_Задания_.
1) Ответьте по фрагменту о Лермонтове:
(a) В чем Лермонтова упрекали с момента его первого появления на литературной арене?
(b) Как во фрагменте определено эпигонство?
(c) В чьих работах обстоятельно изучена проблема отношения эпигонов к образцу?
2) Выпишите из фрагмента о Лермонтове без изменений часть текста от слов «Влияние это настолько» до слов «их скромные дарования.».

Влияние это настолько сильно, что по первому впечатлению читателю нелегко выделить стихотворние Клюшникова или Красова из общего стихотворного потока, наводнявшего журналы 30-х гг. Лишь при внимательном изучении творчества каждого из этих поэтов мы можем обнаружить свидетельства поисков ими своего пути в литературе, хотя и нельзя сказать, что такие поиски привели к бесспорному успеху. Эти авторы сумели сказать свое слово в формировании нового, последекабрьского общественного сознания. Но их поэтическое своеобразие было как бы смыто широким потоком эпигонской литературы, против которого не устояли их скромные дарования.

Литературная эпоха Лермонтова, как известно, была эпохой кардинальных и стремительных сдвигов и изменений в традиционной (и достаточно устойчивой в предшествующий период) жанрово-стилистической системе поэзии. Этот перелом отразился в творчестве Лермонтова; более того – именно в нем он прослеживается наиболее отчетливо. Упреки в «протеизме» сопровождают Лермонтова с момента его первого появления на литературной арене. И упреки небезосновательные, если исходить из литературных нормативов той эпохи русской поэзии, окончание которой и было ознаменовано появлением Лермонтова.

Смешение самых разных и строго дифференцированных, несовместимых прежде жанрово-стилистических пластов, столь характерное для Лермонтова, свидетельствует прежде всего о том, что различия перестают осознаваться как существенные, утрачивают смыслоразличительное значение. Эти различия, актуальные прежде как элементы определенной системы средств поэтической выразительности, теряют, таким образом, свою функциональность. Теоретически такое смешение может быть результатом сознательной установки – при создании особо эксцентрического или иронического стиля, нарушающего узаконенную систему смыслоразличения. Но у Лермонтова и в лермонтовскую эпоху сдвиги в стиле и жанрах поэзии вызывались иными причинами – и были, так сказать, скорее негативны, чем позитивны в плане сознательного творческого задания.

Такая ситуация формально близка той, которая зачастую характеризует литературных эпигонов в их отношении к образцу. (Эта проблема обстоятельно изучена в работах Л.Я. Гинзбург.) То, что значимо и потому внутренне необходимо в большом стиле, то у эпигона повторяется в силу внешней необходимости следования образцу. Эпигонство – это догматизация стиля. Стиль автоматизируется, оторвавшись от образной смысловой основы, некогда вызвавшей его к жизни, становится у эпигонов немотивированным – отсюда неизбежная утрата критериев смысловой точности.

_Исходные данные_.
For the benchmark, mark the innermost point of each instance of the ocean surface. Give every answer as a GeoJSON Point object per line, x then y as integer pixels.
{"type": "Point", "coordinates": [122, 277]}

_Ответы по заданиям_.
1)
(a) В «протеизме».
(b) Эпигонство — это догматизация стиля.
(c) В работах Л.Я. Гинзбург.

2)
Влияние это настолько сильно, что по первому впечатлению читателю нелегко выделить стихотворние Клюшникова или Красова из общего стихотворного потока, наводнявшего журналы 30-х гг. Лишь при внимательном изучении творчества каждого из этих поэтов мы можем обнаружить свидетельства поисков ими своего пути в литературе, хотя и нельзя сказать, что такие поиски привели к бесспорному успеху. Эти авторы сумели сказать свое слово в формировании нового, последекабрьского общественного сознания. Но их поэтическое своеобразие было как бы смыто широким потоком эпигонской литературы, против которого не устояли их скромные дарования.